*** Opening of Data provided ***

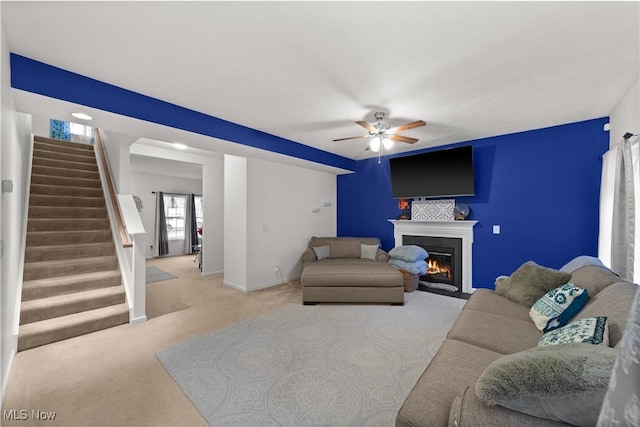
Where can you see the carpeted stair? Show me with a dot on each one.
(72, 283)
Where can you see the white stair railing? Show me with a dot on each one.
(127, 227)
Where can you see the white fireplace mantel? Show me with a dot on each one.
(451, 229)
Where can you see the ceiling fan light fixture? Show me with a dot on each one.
(374, 145)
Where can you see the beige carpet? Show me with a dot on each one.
(112, 377)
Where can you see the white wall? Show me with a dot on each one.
(278, 222)
(235, 222)
(213, 207)
(142, 184)
(625, 117)
(15, 146)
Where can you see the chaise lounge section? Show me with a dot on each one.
(493, 328)
(349, 270)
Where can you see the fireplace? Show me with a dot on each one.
(444, 264)
(448, 242)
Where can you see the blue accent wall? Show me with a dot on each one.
(37, 77)
(541, 186)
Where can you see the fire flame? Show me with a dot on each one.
(434, 268)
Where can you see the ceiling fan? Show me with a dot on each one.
(382, 135)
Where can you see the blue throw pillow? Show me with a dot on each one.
(555, 308)
(409, 253)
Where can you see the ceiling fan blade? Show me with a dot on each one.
(351, 137)
(401, 138)
(411, 125)
(366, 125)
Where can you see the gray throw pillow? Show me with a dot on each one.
(368, 251)
(322, 252)
(566, 382)
(530, 282)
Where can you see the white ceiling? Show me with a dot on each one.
(306, 71)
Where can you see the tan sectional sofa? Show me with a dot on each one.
(350, 269)
(489, 327)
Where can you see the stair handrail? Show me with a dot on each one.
(124, 236)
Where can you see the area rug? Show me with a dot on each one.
(155, 274)
(339, 365)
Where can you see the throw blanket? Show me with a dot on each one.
(417, 267)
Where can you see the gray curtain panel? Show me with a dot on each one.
(621, 406)
(162, 239)
(623, 228)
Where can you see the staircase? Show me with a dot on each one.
(72, 282)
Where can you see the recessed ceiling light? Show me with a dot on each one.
(82, 116)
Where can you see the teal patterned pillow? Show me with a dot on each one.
(322, 252)
(593, 330)
(558, 306)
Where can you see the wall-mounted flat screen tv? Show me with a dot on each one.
(442, 173)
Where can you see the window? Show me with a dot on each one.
(69, 131)
(174, 213)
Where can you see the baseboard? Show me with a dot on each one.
(256, 287)
(212, 273)
(138, 320)
(234, 286)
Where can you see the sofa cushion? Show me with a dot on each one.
(351, 272)
(494, 332)
(594, 279)
(563, 383)
(345, 248)
(529, 282)
(487, 300)
(321, 241)
(455, 366)
(368, 251)
(468, 410)
(593, 330)
(322, 252)
(554, 309)
(410, 253)
(615, 303)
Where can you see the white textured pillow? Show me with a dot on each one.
(564, 382)
(368, 251)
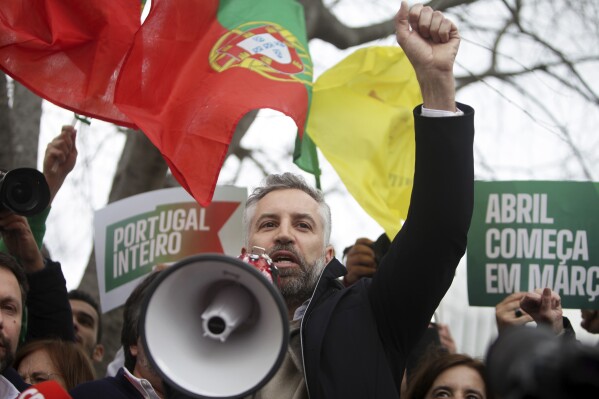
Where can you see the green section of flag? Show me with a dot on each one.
(290, 15)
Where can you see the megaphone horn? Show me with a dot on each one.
(214, 327)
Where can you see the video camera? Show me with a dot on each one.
(533, 363)
(24, 191)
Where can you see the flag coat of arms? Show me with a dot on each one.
(185, 77)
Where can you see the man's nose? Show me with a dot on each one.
(284, 234)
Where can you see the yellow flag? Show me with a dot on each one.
(361, 119)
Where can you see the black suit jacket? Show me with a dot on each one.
(355, 341)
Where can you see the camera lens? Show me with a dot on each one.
(21, 193)
(24, 191)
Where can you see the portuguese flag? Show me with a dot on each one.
(185, 77)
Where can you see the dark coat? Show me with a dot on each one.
(356, 340)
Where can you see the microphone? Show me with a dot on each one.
(45, 390)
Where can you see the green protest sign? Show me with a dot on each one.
(135, 234)
(534, 234)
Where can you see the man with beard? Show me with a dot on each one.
(137, 380)
(87, 320)
(47, 307)
(353, 342)
(13, 293)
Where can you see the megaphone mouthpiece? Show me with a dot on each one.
(210, 317)
(230, 308)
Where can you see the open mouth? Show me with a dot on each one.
(284, 259)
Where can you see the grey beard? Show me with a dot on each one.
(8, 358)
(299, 288)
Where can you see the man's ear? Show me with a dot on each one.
(98, 353)
(133, 350)
(329, 253)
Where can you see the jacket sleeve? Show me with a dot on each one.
(419, 267)
(49, 313)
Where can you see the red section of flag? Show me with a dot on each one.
(202, 241)
(186, 108)
(69, 51)
(93, 57)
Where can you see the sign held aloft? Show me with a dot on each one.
(534, 234)
(161, 227)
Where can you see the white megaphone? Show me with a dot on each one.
(214, 327)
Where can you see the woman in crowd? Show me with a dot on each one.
(52, 359)
(449, 375)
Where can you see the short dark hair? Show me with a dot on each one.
(435, 364)
(80, 295)
(9, 263)
(131, 313)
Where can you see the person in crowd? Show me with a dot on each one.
(590, 320)
(13, 296)
(87, 320)
(42, 311)
(449, 375)
(53, 359)
(542, 306)
(137, 379)
(59, 160)
(377, 321)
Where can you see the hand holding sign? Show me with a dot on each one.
(545, 307)
(506, 312)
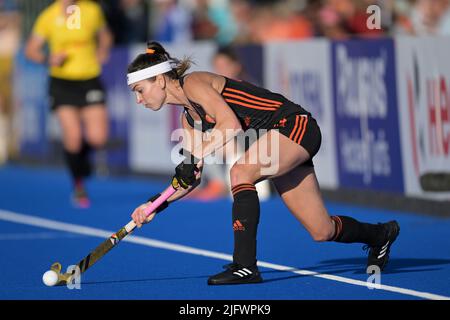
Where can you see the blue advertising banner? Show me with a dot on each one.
(366, 115)
(30, 93)
(118, 104)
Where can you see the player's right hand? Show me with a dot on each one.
(139, 217)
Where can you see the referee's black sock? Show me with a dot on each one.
(245, 223)
(349, 230)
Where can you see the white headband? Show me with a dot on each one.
(148, 72)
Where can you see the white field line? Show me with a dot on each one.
(61, 226)
(36, 236)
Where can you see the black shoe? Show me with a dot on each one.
(379, 255)
(236, 274)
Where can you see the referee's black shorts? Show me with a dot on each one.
(77, 93)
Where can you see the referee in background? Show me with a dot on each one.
(78, 42)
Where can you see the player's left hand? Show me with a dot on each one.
(139, 217)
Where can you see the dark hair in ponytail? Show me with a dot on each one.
(156, 54)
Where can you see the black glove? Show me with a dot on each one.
(186, 171)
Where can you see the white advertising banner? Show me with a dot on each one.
(423, 82)
(302, 72)
(150, 132)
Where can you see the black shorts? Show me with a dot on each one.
(78, 93)
(303, 130)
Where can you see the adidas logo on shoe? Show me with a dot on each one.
(236, 274)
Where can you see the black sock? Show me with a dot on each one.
(349, 230)
(245, 223)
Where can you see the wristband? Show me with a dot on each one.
(190, 156)
(163, 205)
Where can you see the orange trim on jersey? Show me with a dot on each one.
(254, 97)
(243, 187)
(250, 105)
(252, 101)
(301, 130)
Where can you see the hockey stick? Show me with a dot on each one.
(111, 242)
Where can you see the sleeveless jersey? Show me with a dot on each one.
(255, 107)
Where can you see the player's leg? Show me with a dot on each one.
(70, 123)
(300, 192)
(94, 116)
(247, 171)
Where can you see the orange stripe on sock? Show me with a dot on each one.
(338, 227)
(243, 187)
(295, 128)
(250, 100)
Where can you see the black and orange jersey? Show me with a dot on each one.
(255, 107)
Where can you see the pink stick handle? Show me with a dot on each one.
(164, 196)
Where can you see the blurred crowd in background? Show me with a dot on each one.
(247, 21)
(226, 22)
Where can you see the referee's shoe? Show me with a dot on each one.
(236, 274)
(379, 255)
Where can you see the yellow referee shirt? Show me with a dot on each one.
(73, 33)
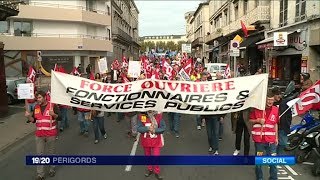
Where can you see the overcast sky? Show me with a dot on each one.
(163, 17)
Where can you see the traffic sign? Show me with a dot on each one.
(235, 52)
(234, 44)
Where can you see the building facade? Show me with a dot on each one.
(200, 23)
(164, 38)
(68, 33)
(225, 24)
(301, 21)
(125, 32)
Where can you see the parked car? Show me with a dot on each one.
(12, 83)
(213, 68)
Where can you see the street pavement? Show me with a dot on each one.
(191, 142)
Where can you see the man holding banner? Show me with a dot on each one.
(265, 134)
(45, 116)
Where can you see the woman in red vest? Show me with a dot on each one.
(265, 134)
(44, 115)
(151, 126)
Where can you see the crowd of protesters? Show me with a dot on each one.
(267, 129)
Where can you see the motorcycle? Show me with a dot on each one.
(309, 144)
(299, 131)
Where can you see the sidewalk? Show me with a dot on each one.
(14, 129)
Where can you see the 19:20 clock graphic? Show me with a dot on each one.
(41, 160)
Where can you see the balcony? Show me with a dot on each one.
(260, 14)
(58, 12)
(119, 35)
(8, 8)
(197, 42)
(63, 42)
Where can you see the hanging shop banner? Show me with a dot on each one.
(211, 97)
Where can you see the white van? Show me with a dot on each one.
(213, 68)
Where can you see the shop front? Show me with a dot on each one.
(286, 63)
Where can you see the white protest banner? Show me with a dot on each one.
(25, 91)
(134, 69)
(184, 75)
(207, 97)
(103, 65)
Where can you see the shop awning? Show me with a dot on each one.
(250, 41)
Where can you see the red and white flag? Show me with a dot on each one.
(32, 74)
(188, 66)
(115, 65)
(75, 72)
(125, 62)
(92, 76)
(308, 100)
(227, 72)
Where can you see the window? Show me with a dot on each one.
(4, 26)
(22, 28)
(108, 9)
(300, 10)
(283, 13)
(236, 10)
(226, 17)
(256, 3)
(245, 6)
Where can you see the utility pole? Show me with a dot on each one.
(7, 8)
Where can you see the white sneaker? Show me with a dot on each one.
(236, 152)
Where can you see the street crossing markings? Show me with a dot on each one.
(133, 152)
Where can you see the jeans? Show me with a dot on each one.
(120, 116)
(134, 124)
(41, 144)
(155, 151)
(198, 120)
(212, 125)
(98, 124)
(84, 124)
(220, 129)
(64, 118)
(174, 122)
(266, 149)
(283, 140)
(241, 127)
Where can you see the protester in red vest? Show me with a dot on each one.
(44, 115)
(265, 134)
(151, 126)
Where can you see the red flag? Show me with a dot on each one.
(115, 65)
(188, 66)
(48, 96)
(227, 72)
(56, 68)
(75, 72)
(61, 69)
(92, 76)
(244, 29)
(124, 62)
(309, 99)
(167, 68)
(31, 74)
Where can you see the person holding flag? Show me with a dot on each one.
(45, 116)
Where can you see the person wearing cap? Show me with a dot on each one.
(285, 119)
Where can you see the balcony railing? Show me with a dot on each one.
(65, 6)
(197, 42)
(119, 33)
(83, 36)
(259, 14)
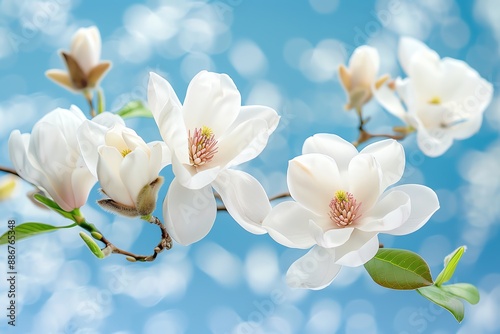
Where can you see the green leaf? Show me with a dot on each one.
(463, 290)
(444, 299)
(53, 205)
(27, 230)
(399, 269)
(134, 109)
(450, 264)
(92, 245)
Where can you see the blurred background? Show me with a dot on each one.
(283, 54)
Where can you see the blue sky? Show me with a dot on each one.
(279, 53)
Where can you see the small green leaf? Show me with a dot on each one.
(463, 290)
(27, 230)
(92, 245)
(134, 109)
(444, 299)
(399, 269)
(53, 205)
(450, 264)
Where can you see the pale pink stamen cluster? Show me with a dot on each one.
(202, 146)
(344, 209)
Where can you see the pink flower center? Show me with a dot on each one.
(202, 146)
(344, 210)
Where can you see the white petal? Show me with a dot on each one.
(108, 172)
(167, 112)
(134, 172)
(211, 100)
(313, 180)
(390, 155)
(257, 112)
(424, 202)
(242, 144)
(365, 179)
(90, 136)
(315, 270)
(245, 199)
(466, 129)
(82, 182)
(108, 120)
(332, 145)
(390, 101)
(288, 224)
(18, 153)
(435, 142)
(189, 214)
(409, 47)
(364, 64)
(52, 153)
(332, 237)
(391, 211)
(361, 248)
(159, 158)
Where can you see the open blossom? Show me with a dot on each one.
(360, 76)
(207, 135)
(444, 99)
(85, 69)
(127, 168)
(50, 158)
(341, 205)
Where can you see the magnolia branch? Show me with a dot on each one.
(223, 207)
(365, 135)
(8, 170)
(165, 242)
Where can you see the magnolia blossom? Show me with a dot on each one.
(207, 135)
(342, 203)
(85, 69)
(444, 99)
(360, 76)
(50, 158)
(127, 168)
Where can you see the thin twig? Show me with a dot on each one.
(283, 195)
(365, 135)
(165, 242)
(8, 170)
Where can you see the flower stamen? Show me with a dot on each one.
(202, 146)
(344, 209)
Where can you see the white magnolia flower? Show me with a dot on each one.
(50, 158)
(444, 99)
(360, 76)
(85, 69)
(342, 203)
(127, 168)
(207, 135)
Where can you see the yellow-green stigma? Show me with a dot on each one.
(125, 152)
(202, 146)
(435, 100)
(344, 209)
(341, 196)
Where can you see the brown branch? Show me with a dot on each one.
(279, 196)
(8, 170)
(365, 135)
(165, 242)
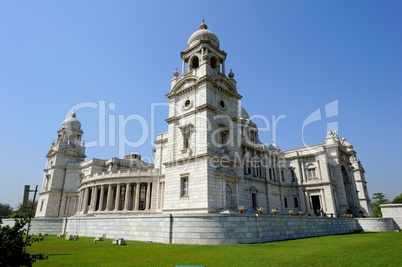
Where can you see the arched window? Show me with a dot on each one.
(213, 62)
(195, 63)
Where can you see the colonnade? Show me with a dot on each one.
(115, 197)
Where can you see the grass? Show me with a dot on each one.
(361, 249)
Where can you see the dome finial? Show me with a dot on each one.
(203, 25)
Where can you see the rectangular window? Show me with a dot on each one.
(184, 186)
(311, 173)
(186, 138)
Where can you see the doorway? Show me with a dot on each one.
(315, 200)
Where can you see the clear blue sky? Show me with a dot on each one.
(290, 58)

*** Close of Data provided ***

Work task
Print exactly the lines between the line with "Where can you see the rectangular" and the final line of the records above, both included.

Response to this task
Where can you see the rectangular window? Show me with a dot on each one.
(184, 186)
(311, 173)
(186, 138)
Where can you see the doorway? Show me with a dot on each one.
(315, 200)
Where can you see the clear blue sky? Show me with a dot on each one.
(290, 58)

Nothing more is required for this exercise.